(Excerto):
------------------------------------------------------------------------

Maus tempos no canal (da Mancha)

“No rescaldo televisivo das eleições francesas, enquanto os “vencedores” da noite partiam montras e se atiçavam à polícia, tal e qual como nas noites em que “perdem”, vários comentadores disseram que se tinha travado o crescimento da extrema-direita.”

No espaço de três dias, a França e a Inglaterra proporcionaram, como é costume ao longo das suas atribuladas histórias, sentimentos contraditórios: no Europeu de futebol, aborrecimento geral mesmo ao mais fanático dos adeptos, nas eleições parlamentares, regozijo forte mesmo ao militante mais distraído das esquerdas continentais.
Em todas as quatro contendas, o resultado final foi melhor do que a exibição em termos gerais. E se os ingleses, contrariando a história, venceram finalmente um desempate por penáltis, os franceses fizeram aquilo que sabem fazer melhor – vencer a equipa portuguesa, excepto quando o embate é num estádio em Paris ou numa serra no Buçaco.
Nas eleições britânicas e francesas, o resultado final – o número de deputados – para os partidos de esquerda foi francamente melhor do que a exibição – o número de votos.
No Reino Unido, o Partido Trabalhista afiambrou dois terços dos lugares no parlamento com um terço dos votos. Em França, a Frente Popular, coligação de esquerda liderada pelos radicais da França Insubmissa, obteve menos três milhões de votos do que a Reunião Nacional, dos radicais de direita, mas elegeu mais 38 deputados.
Em Portugal, estes resultados conseguidos à custa do sistema eleitoral maioritário e uninominal, foram amplamente celebrados pelas diversas famílias do socialismo moderno, que rejeitam de forma peremptória qualquer aproximação do sistema eleitoral português a estas fórmulas por as considerarem injustas e desproporcionais. Haveremos de voltar a ver a esquerda a queixar-se de sistemas eleitorais lá para Novembro, se Trump ganhar o colégio eleitoral e Biden, o voto popular.
Por mim, não há razões de queixa nem da desproporcionalidade da representação parlamentar nem dos penáltis por “bola na mão”. As regras são conhecidas à partida e são iguais para todos.

------------------------------------------------------------------------

(Tarefa a resolver):
Enumere todos os partidos e coligações políticas referidos pelo nome no texto sobre as eleições britânicas e francesas. Estas linhas vêm de outra fonte, sem ligação ao texto.

(Extrato dos dados):
------------------------------------------------------------------------

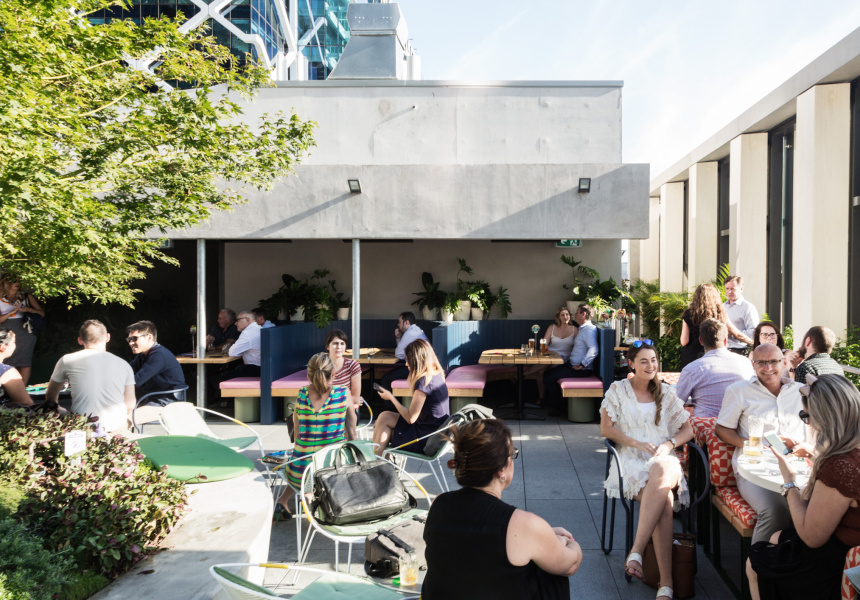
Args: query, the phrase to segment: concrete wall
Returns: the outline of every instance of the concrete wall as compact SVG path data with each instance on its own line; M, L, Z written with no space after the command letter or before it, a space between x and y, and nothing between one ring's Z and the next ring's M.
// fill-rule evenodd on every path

------------------------------------------------------------------------

(Tarefa concluída):
- Partido Trabalhista
- Frente Popular
- França Insubmissa
- Reunião Nacional